══ TEXT SEGMENT
Technology? Right up my alley (said my 79-year-old student)

Recently the school where I work has implemented Google Classroom for most of the groups, in order to promote a broader and more consistent interaction with learners, as well as make communications between students and teacher faster and more effective. As a tech enthusiast myself, I celebrated the achievement along with my peers at the branch, specially because we knew the impact this would have on the students’ tangibilization of progress. Mind you, I have the utmost respect for students who are able to keep their studies organized through beautiful notebooks and color-coded notes, but shifting part or all the work to the tech devices can also help students keep better track of what they have been learning, not to mention it is a green initiative.

However, I have to admit I had a fear at the beginning of the term: how about the students over 60 or 70? I find it hard to place an age here without sounding ignorant to the major issue of ageism in ELT, but I mean the people who weren’t born being tech-savvy, and couldn’t update their tech knowledge along the years. My biggest concern was them not being able to cope with dealing with technology and how to access the material which would be available to them on the Google Classroom.

When I started the lesson, I remember my mother (who is now 78 years old) saying she was “too old” to learn new tricks, and she was doomed to live apart from society because it was too difficult for her to learn how to send a whatsapp message for instance. I remember her mentioning: “do you see any commercial of old people being celebrated out of the context of dental fixtures, health care plan or cooking for their kids?”. She is not entirely wrong, and I wasn’t ready to give up on her, and neither on my students.

Brief background information on my “older” students: I have 4 of them this semester (all girls)- they are aged 62, 70, 72 and 79.

I devised a mini-training on the tech tool which would take 10 minutes of my lesson for the first 2 weeks. All the students were invited to bring their mobiles to class, and 3 of them had it already, but the fourth – the one who was 79 – said she bought it specifically for this purpose, because she “was finally going to learn how to handle mobiles”.

For the next classes, I allowed myself to set tasks on the google classroom periodically, and assisted these students with eventual problems they might have. I was really happy with the result at that moment, because these ladies were mastering not only the use of the tool I proposed, but also the use of mobiles as a whole. They proudly came to me and said they were helping their colleagues to deal with issues they were experiencing concerning technology, and this brought them a great sense of pride.
════
══ DATASET ENTRIES
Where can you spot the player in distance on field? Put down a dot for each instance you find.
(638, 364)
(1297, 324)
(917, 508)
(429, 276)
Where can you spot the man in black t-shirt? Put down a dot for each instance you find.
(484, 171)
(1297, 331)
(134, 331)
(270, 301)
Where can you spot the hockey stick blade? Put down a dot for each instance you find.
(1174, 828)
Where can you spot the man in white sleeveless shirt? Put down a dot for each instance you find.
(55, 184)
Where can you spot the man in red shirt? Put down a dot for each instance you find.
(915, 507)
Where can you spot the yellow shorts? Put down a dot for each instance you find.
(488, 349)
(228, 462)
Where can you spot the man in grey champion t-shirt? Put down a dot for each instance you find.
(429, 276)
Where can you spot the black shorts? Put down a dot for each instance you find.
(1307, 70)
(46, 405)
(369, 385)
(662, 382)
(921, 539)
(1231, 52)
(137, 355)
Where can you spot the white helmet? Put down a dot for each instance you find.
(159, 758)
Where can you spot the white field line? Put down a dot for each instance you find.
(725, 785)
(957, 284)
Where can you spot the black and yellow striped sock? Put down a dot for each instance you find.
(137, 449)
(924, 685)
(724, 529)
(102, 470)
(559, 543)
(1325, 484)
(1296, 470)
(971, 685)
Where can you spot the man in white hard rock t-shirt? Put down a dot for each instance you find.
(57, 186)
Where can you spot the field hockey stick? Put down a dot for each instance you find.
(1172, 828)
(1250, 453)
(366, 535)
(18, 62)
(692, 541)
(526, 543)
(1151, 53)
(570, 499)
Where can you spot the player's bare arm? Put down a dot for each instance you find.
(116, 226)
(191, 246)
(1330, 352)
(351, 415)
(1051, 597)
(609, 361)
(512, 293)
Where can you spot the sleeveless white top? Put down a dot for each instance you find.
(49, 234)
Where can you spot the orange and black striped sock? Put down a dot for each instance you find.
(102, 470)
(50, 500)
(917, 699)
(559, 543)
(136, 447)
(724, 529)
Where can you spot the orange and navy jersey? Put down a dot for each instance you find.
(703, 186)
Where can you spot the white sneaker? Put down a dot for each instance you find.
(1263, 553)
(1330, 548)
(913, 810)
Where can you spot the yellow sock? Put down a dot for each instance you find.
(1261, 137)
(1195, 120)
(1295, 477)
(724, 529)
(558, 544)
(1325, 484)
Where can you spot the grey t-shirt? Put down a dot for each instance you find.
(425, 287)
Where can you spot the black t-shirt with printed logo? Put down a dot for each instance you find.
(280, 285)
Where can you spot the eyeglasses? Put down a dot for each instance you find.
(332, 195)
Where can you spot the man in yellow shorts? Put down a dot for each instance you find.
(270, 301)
════
══ DATASET ENTRIES
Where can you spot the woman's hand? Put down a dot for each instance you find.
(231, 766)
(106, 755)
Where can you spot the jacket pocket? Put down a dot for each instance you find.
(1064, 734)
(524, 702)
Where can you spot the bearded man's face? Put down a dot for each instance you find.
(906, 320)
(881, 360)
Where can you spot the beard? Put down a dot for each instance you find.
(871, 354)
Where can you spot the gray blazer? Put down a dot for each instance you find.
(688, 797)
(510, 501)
════
GIVEN INSTRUCTION A:
What are the ages of the four older students mentioned in the post?
GIVEN INSTRUCTION B:
Rewrite everything in the post from "When I started" down to "on my students.", changing "whatsapp message" to "text message".
The entries have nothing to do with the post.

CORRECT ANSWER A:
They are 62, 70, 72 and 79.

CORRECT ANSWER B:
When I started the lesson, I remember my mother (who is now 78 years old) saying she was “too old” to learn new tricks, and she was doomed to live apart from society because it was too difficult for her to learn how to send a text message for instance. I remember her mentioning: “do you see any commercial of old people being celebrated out of the context of dental fixtures, health care plan or cooking for their kids?”. She is not entirely wrong, and I wasn’t ready to give up on her, and neither on my students.